* [WORK INSTRUCTIONS]
Could you copy every record below exactly, leaving out the pictures?

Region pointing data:
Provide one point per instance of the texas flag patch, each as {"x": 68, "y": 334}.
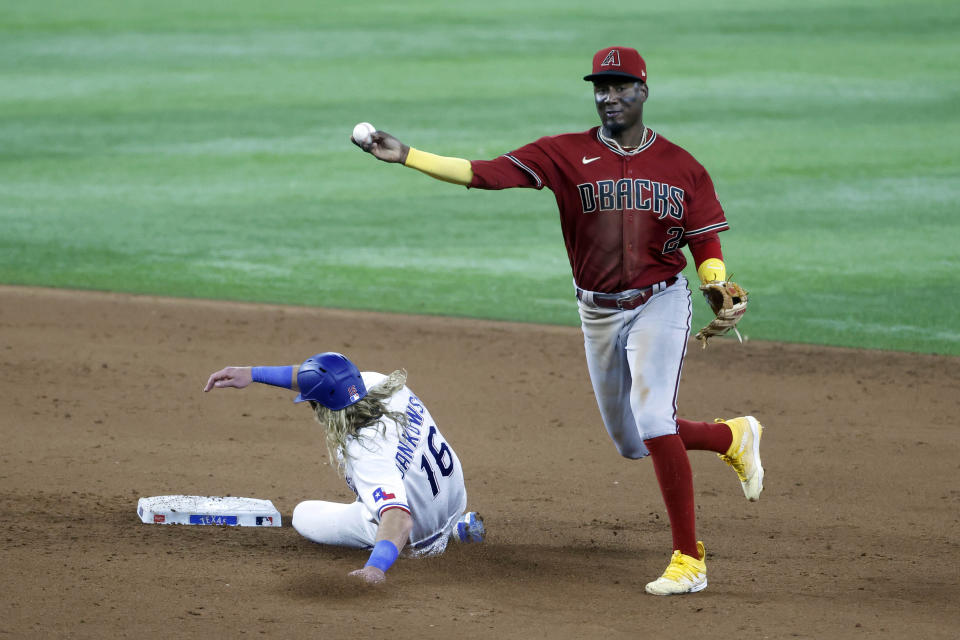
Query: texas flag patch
{"x": 379, "y": 494}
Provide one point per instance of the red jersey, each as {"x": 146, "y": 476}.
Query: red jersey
{"x": 624, "y": 214}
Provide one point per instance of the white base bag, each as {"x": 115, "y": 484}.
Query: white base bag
{"x": 208, "y": 510}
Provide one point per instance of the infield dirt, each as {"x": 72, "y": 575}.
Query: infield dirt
{"x": 854, "y": 536}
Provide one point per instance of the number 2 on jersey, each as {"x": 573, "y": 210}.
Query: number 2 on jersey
{"x": 441, "y": 456}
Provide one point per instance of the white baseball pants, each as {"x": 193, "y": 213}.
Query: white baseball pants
{"x": 634, "y": 358}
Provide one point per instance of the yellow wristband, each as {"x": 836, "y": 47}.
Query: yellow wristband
{"x": 455, "y": 170}
{"x": 712, "y": 269}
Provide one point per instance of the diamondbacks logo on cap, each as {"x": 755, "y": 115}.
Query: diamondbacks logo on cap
{"x": 612, "y": 59}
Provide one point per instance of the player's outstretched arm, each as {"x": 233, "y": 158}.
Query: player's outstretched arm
{"x": 237, "y": 377}
{"x": 392, "y": 535}
{"x": 384, "y": 146}
{"x": 241, "y": 377}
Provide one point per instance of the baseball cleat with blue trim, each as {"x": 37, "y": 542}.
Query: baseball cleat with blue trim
{"x": 744, "y": 454}
{"x": 684, "y": 574}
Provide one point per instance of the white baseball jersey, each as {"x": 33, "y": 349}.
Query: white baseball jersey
{"x": 414, "y": 470}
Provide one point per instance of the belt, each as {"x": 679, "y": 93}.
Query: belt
{"x": 626, "y": 300}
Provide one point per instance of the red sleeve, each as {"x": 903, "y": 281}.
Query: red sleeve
{"x": 706, "y": 216}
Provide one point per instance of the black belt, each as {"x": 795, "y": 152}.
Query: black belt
{"x": 629, "y": 299}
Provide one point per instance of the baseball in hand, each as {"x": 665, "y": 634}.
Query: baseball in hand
{"x": 362, "y": 132}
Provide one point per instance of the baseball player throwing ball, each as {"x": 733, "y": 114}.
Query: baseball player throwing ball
{"x": 408, "y": 480}
{"x": 629, "y": 201}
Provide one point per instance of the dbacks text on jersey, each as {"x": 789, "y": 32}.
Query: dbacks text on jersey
{"x": 632, "y": 195}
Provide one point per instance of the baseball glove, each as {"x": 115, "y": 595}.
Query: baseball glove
{"x": 729, "y": 302}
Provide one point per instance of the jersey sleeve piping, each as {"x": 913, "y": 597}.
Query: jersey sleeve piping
{"x": 713, "y": 228}
{"x": 533, "y": 174}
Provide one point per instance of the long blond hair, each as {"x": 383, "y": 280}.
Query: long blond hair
{"x": 343, "y": 425}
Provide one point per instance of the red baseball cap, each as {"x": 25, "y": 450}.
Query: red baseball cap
{"x": 621, "y": 62}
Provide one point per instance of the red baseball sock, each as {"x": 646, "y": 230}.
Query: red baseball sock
{"x": 676, "y": 484}
{"x": 705, "y": 436}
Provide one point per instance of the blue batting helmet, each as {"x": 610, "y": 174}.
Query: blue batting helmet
{"x": 330, "y": 379}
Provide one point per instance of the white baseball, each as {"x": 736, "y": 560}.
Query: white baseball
{"x": 362, "y": 132}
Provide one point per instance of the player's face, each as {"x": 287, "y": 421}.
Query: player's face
{"x": 619, "y": 103}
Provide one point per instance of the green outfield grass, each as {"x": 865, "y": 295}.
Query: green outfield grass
{"x": 201, "y": 149}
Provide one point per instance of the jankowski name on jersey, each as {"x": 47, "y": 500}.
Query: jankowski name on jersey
{"x": 410, "y": 438}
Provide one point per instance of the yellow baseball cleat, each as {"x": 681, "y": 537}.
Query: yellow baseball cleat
{"x": 685, "y": 574}
{"x": 744, "y": 454}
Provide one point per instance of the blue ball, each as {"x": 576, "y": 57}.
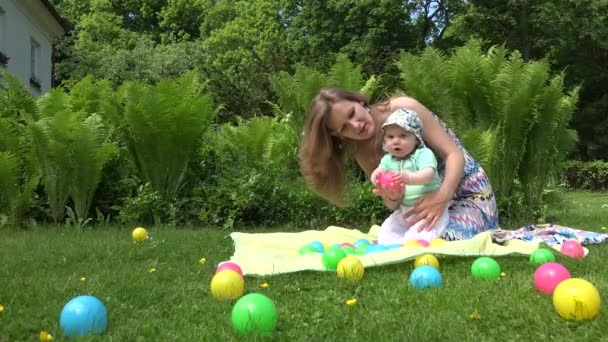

* [ANSWER TO THE EXERCISE]
Provide one point per instance of the texas flag patch, each as {"x": 68, "y": 334}.
Query: texas flag patch
{"x": 379, "y": 494}
Provide one point per instance of the red jersey, each as {"x": 146, "y": 476}.
Query: red jersey
{"x": 624, "y": 214}
Provide one point per instance of the white base bag, each as {"x": 115, "y": 484}.
Query: white base bag
{"x": 208, "y": 510}
Provide one point per instance of the infield dirt, each as {"x": 72, "y": 575}.
Query: infield dirt
{"x": 854, "y": 536}
Provide one point per instance of the number 2 on jersey, each as {"x": 573, "y": 210}.
Query: number 2 on jersey
{"x": 441, "y": 456}
Provide one point per instance of the white baseball pants, each as {"x": 193, "y": 213}.
Query: white baseball pants
{"x": 634, "y": 358}
Provide one point per instance of the yellow wristband, each as {"x": 836, "y": 47}.
Query: yellow wristband
{"x": 455, "y": 170}
{"x": 712, "y": 269}
Provide one point per instance of the diamondbacks logo on cap, each as {"x": 755, "y": 115}.
Query: diamondbacks logo on cap
{"x": 612, "y": 59}
Provide one point per instance of the player's outstretched arm, each as {"x": 233, "y": 158}.
Query: player's outstretched arm
{"x": 237, "y": 377}
{"x": 392, "y": 535}
{"x": 384, "y": 146}
{"x": 241, "y": 377}
Provide one point per instance of the baseball cleat with blue trim, each as {"x": 37, "y": 542}.
Query: baseball cleat with blue trim
{"x": 744, "y": 454}
{"x": 684, "y": 574}
Provide one point per instance of the white baseball jersey, each as {"x": 33, "y": 349}.
Query: white baseball jersey
{"x": 414, "y": 470}
Provide one point per instance of the belt, each as {"x": 679, "y": 93}.
Query: belt
{"x": 626, "y": 300}
Provide one point per instance of the red sleeve, each as {"x": 903, "y": 281}.
Query: red sleeve
{"x": 706, "y": 216}
Provide one point per instance of the black belt, each as {"x": 795, "y": 152}.
Query: black belt
{"x": 629, "y": 299}
Provide one point per instance of the baseball in hand, each as {"x": 665, "y": 634}.
Query: baseball in hand
{"x": 362, "y": 132}
Provide one point per instance of the baseball player throwing ball, each as {"x": 733, "y": 114}.
Query: baseball player throwing ball
{"x": 408, "y": 480}
{"x": 629, "y": 201}
Provide one point per instance of the dbacks text on jersey, each as {"x": 789, "y": 32}.
Query: dbacks text on jersey
{"x": 632, "y": 195}
Provide one point per instance of the baseball glove, each as {"x": 115, "y": 595}.
Query: baseball glove
{"x": 729, "y": 302}
Provide one point per instance of the jersey sleeve piping, each as {"x": 913, "y": 597}.
Query: jersey sleeve piping
{"x": 713, "y": 228}
{"x": 533, "y": 174}
Provide one point per instance of the long blond hair, each as {"x": 383, "y": 280}.
Query: long blond hair
{"x": 343, "y": 425}
Provide one point per instance of the red baseball cap, each as {"x": 25, "y": 450}.
Query: red baseball cap
{"x": 621, "y": 62}
Provide one point per instance of the red baseball sock, each as {"x": 646, "y": 230}.
Query: red baseball sock
{"x": 676, "y": 484}
{"x": 705, "y": 436}
Provide one point per instance of the blue batting helmet, each as {"x": 610, "y": 174}.
Query: blue batting helmet
{"x": 330, "y": 379}
Provide one point per instance of the white baseball, each as {"x": 736, "y": 560}.
Query: white baseball
{"x": 362, "y": 132}
Provide one point per instance of the player's face, each as {"x": 287, "y": 421}.
Query: player's face
{"x": 619, "y": 103}
Provide one point per instance of the green outfield grass, each as {"x": 865, "y": 295}.
Query: green outfield grass
{"x": 201, "y": 149}
Provide one point per instance of the jankowski name on jersey, each as {"x": 47, "y": 500}.
Query: jankowski name on jersey
{"x": 410, "y": 438}
Provide one point per instance of the yellow baseball cleat, each as {"x": 681, "y": 537}.
Query: yellow baseball cleat
{"x": 685, "y": 574}
{"x": 744, "y": 454}
Provide one point per instance of the blue ball, each as {"x": 576, "y": 57}.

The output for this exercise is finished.